To do: Copy out all the items again, replacing "Return format" with "Output format" everywhere and keeping everything else the same. Omit the pictures from your copy.

[Entries on finding named things]
++++
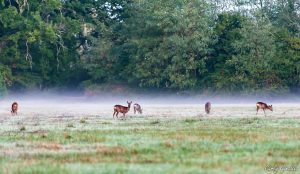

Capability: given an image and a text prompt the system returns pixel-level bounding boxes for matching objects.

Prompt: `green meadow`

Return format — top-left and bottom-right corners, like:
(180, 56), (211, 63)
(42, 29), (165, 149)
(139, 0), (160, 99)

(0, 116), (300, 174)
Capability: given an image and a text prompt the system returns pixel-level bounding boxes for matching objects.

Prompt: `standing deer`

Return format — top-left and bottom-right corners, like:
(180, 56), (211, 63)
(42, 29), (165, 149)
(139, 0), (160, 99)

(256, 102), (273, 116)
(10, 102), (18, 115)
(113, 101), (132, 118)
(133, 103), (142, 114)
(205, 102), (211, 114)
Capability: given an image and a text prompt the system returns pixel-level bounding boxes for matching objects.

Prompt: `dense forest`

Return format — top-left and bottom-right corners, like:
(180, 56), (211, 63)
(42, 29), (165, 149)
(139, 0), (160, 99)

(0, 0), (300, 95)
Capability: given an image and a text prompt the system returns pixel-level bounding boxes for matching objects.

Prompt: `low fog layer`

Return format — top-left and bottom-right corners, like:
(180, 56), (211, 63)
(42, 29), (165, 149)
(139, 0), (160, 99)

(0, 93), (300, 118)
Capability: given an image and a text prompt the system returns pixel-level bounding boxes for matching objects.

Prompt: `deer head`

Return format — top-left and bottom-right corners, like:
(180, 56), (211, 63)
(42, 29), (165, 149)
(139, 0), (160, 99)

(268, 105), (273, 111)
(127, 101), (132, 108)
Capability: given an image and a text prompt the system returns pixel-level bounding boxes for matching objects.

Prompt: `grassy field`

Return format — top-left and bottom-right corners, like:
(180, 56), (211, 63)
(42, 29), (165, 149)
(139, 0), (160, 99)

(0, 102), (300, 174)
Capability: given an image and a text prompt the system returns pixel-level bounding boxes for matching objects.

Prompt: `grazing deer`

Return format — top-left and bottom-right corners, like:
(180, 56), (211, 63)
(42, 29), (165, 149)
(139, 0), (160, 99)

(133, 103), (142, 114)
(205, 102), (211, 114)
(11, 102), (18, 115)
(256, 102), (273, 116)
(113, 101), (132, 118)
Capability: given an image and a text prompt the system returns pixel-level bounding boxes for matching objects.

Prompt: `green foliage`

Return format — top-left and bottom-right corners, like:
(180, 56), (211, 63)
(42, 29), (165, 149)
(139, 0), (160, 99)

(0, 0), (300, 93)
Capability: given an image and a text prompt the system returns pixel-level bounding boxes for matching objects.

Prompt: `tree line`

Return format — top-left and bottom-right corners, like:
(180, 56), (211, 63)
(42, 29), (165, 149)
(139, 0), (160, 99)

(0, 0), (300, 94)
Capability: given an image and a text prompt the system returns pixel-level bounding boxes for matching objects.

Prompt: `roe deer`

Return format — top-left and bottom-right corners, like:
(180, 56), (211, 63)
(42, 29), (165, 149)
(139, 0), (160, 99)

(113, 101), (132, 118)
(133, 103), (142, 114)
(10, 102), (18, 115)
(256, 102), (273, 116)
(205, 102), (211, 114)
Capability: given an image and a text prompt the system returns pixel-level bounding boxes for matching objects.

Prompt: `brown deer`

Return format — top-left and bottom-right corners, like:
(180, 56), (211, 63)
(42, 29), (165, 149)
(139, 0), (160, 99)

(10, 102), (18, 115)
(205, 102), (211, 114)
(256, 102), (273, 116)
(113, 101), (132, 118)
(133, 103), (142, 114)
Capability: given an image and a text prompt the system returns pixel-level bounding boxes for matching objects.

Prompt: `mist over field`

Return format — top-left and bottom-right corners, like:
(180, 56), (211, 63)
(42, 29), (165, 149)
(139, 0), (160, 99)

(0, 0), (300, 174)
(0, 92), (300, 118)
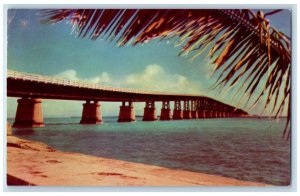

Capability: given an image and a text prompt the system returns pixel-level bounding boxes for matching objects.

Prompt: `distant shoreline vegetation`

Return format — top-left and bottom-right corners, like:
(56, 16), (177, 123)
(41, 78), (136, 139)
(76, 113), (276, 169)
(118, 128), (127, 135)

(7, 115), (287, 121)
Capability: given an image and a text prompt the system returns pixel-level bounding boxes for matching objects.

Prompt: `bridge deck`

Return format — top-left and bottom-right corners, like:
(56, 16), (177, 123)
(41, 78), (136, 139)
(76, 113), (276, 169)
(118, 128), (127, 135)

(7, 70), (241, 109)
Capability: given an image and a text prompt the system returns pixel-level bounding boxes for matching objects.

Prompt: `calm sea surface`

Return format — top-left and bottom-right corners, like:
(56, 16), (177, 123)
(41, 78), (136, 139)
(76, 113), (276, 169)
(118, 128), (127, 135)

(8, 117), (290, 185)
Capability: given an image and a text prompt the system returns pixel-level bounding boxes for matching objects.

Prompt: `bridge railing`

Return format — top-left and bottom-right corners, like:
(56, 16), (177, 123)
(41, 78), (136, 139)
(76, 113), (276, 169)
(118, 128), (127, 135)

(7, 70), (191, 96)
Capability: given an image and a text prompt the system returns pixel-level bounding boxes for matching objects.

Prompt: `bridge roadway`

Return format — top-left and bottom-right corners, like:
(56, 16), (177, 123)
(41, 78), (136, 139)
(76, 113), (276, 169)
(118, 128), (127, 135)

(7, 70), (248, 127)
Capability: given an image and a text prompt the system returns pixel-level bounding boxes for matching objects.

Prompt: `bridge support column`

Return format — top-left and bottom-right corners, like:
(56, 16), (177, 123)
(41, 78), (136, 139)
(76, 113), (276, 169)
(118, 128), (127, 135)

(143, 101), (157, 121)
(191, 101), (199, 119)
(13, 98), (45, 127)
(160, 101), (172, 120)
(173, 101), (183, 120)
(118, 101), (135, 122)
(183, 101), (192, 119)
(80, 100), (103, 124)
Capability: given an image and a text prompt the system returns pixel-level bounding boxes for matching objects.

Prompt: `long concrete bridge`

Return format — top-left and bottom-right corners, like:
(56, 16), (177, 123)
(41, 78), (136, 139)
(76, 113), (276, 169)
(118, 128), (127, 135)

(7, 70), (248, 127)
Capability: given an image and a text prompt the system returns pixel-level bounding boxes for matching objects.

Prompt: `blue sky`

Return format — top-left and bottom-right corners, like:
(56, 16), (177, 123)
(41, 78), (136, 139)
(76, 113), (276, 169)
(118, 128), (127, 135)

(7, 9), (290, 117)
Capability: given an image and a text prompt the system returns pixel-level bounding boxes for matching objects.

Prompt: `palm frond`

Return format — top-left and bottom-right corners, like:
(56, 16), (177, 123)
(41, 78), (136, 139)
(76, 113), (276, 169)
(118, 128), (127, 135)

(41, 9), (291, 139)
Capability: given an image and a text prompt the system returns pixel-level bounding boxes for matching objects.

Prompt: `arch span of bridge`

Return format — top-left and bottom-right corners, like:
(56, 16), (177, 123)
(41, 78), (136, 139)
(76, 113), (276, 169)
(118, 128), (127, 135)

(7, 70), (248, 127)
++++
Expected answer:
Capability: given an image and a text prompt the system returns pixel-level bounding boxes for matching objects.

Prompt: `green meadow`

Output format — top-left and bottom-right corners, like:
(180, 56), (211, 63)
(42, 29), (165, 149)
(139, 0), (160, 99)

(0, 116), (300, 174)
Capability: given an image and a text prompt the system returns pixel-level bounding boxes for matching objects.

Prompt: `standing deer`

Output format — top-left and bottom-right corners, like:
(180, 56), (211, 63)
(42, 29), (165, 149)
(139, 0), (160, 99)

(256, 102), (273, 116)
(10, 102), (18, 115)
(113, 101), (132, 118)
(133, 103), (142, 114)
(205, 102), (211, 114)
Capability: given an image and a text prompt the system returns pixel-level bounding boxes for matching objects.

Prompt: `dense forest`

Output format — top-left and bottom-right corners, like:
(180, 56), (211, 63)
(42, 29), (165, 149)
(139, 0), (160, 99)

(0, 0), (300, 95)
Capability: given an image and a text prompt the system returns pixel-level bounding boxes for matching objects.

Prompt: `low fog layer`

Output format — top-left and bottom-right corners, like:
(180, 56), (211, 63)
(42, 29), (165, 149)
(139, 0), (160, 99)

(0, 93), (300, 118)
Capability: given an image and a text prompt the system returns pixel-level bounding boxes for matching objects.

Prompt: `deer head`

Output format — top-left and bottom-right corners, like:
(180, 56), (211, 63)
(42, 29), (165, 149)
(139, 0), (160, 99)

(268, 105), (273, 111)
(127, 101), (132, 108)
Capability: given an image and a text prompt the system returns pixel-level bounding boxes for matching objects.

Prompt: `grassy field`

Output format — top-left and bottom-right corners, like:
(180, 56), (211, 63)
(42, 29), (165, 149)
(139, 0), (160, 99)

(0, 102), (300, 174)
Capability: given an image and a text prompt the system returns pixel-level bounding boxes for matching objects.

Prompt: `grazing deer`

Output format — top-left and bottom-right corners, like:
(180, 56), (211, 63)
(42, 29), (165, 149)
(139, 0), (160, 99)

(133, 103), (142, 114)
(205, 102), (211, 114)
(11, 102), (18, 115)
(256, 102), (273, 116)
(113, 101), (132, 118)
Capability: given an image and a text prompt the system returns pixel-level bounding boxes for matching objects.

Prompt: `green foliage`

Output format — top-left and bottom-right corners, like:
(180, 56), (211, 63)
(42, 29), (165, 149)
(139, 0), (160, 99)

(0, 0), (300, 93)
Capability: given an image and a text prompt the system returns pixel-level bounding boxes for matching objects.

Prompt: `tree line`

Output format — top-left and bottom-right corners, like:
(180, 56), (211, 63)
(42, 29), (165, 149)
(139, 0), (160, 99)

(0, 0), (300, 94)
Capability: given an image and a text prompt the system returns pixel-level bounding boxes for matching objects.

Prompt: `roe deer`

Output format — top-left and bottom-right corners, like:
(180, 56), (211, 63)
(42, 29), (165, 149)
(139, 0), (160, 99)

(113, 101), (132, 118)
(133, 103), (142, 114)
(10, 102), (18, 115)
(256, 102), (273, 116)
(205, 102), (211, 114)
Capability: given an image and a text prompt the system returns pixel-level bounding boxes for matching objects.

Prompt: `brown deer`

Output format — top-left and bottom-right corners, like:
(180, 56), (211, 63)
(42, 29), (165, 149)
(139, 0), (160, 99)

(10, 102), (18, 115)
(205, 102), (211, 114)
(256, 102), (273, 116)
(113, 101), (132, 118)
(133, 103), (142, 114)
Capability: given an image and a text prompt the system returns pixel-level bounding boxes for matching objects.

Prompt: `mist over field`

Output format — top-left and bottom-right corners, like:
(180, 56), (211, 63)
(42, 29), (165, 149)
(139, 0), (160, 99)

(0, 0), (300, 174)
(0, 92), (300, 118)

Capability: given an image and a text prompt the system returns pixel-level bounding boxes for matching objects.

Prompt: `distant shoreline vegetation`

Output format — top-left and bottom-right corners, like:
(56, 16), (177, 123)
(41, 78), (136, 139)
(76, 113), (276, 169)
(118, 128), (127, 135)

(7, 115), (287, 121)
Capability: given an image and a text prompt the system returns pixel-level bounding boxes for matching objects.

Prompt: `bridge deck`

Output format — top-left and bottom-right corners, like:
(56, 16), (177, 123)
(41, 78), (136, 139)
(76, 113), (276, 169)
(118, 128), (127, 135)

(7, 70), (241, 109)
Capability: given an image and a text prompt the system returns pixel-level bounding boxes for matching objects.

Prompt: `calm sea surface`

Output format — top-left and bottom-right corners, like:
(56, 16), (177, 123)
(41, 78), (136, 139)
(76, 113), (276, 169)
(118, 128), (127, 135)

(8, 117), (290, 185)
Capability: given an image and a text prompt the system returns pixel-level bounding boxes for matching objects.

Prompt: `bridge railing`

Output format — top-left and bottom-right corners, like:
(56, 16), (177, 123)
(41, 78), (136, 139)
(76, 113), (276, 169)
(118, 128), (127, 135)

(7, 70), (191, 96)
Capability: given an image and a text prompt the system returns pixel-level bounding boxes for matching objects.

Prompt: `bridge roadway`

Output format — top-left and bottom-right corners, like:
(56, 16), (177, 123)
(41, 78), (136, 139)
(76, 113), (276, 169)
(118, 128), (127, 135)

(7, 70), (248, 127)
Capability: given an image and a text prompt the system returns pixel-level bounding boxes for matching objects.

Prompt: `bridge support column`

Output format — top-left and bottom-right corners, like:
(56, 16), (177, 123)
(41, 78), (136, 139)
(76, 113), (276, 169)
(118, 128), (127, 135)

(143, 101), (157, 121)
(191, 101), (199, 119)
(13, 98), (45, 127)
(160, 101), (172, 120)
(173, 101), (183, 120)
(118, 101), (135, 122)
(183, 101), (192, 119)
(80, 100), (103, 124)
Capability: given an image and a text prompt the system returns pixel-level bounding boxes for matching objects.

Prompt: `long concrete bridge`

Output format — top-left and bottom-right corners, like:
(56, 16), (177, 123)
(41, 78), (136, 139)
(76, 113), (276, 169)
(118, 128), (127, 135)

(7, 70), (248, 127)
Capability: given an image and a text prompt the system returns pixel-level bounding boxes for matching objects.

Prompt: `blue sky`

Output format — top-left and bottom-right corners, like:
(56, 16), (177, 123)
(41, 78), (136, 139)
(76, 113), (276, 169)
(118, 128), (127, 135)

(7, 9), (290, 117)
Capability: given an image and a text prompt the system returns pixel-level bounding boxes for matching objects.

Prompt: `palm frond`

Output format — top-left and bottom-right corners, like:
(56, 16), (177, 123)
(41, 78), (136, 139)
(76, 113), (276, 169)
(118, 128), (127, 135)

(41, 9), (291, 139)
Capability: given an image and a text prompt the system returns pixel-level bounding boxes for matching objects.

Prompt: `arch span of bridge`

Output format — top-left and bottom-right corners, like:
(56, 16), (177, 123)
(41, 78), (136, 139)
(76, 113), (276, 169)
(118, 128), (127, 135)

(7, 70), (248, 127)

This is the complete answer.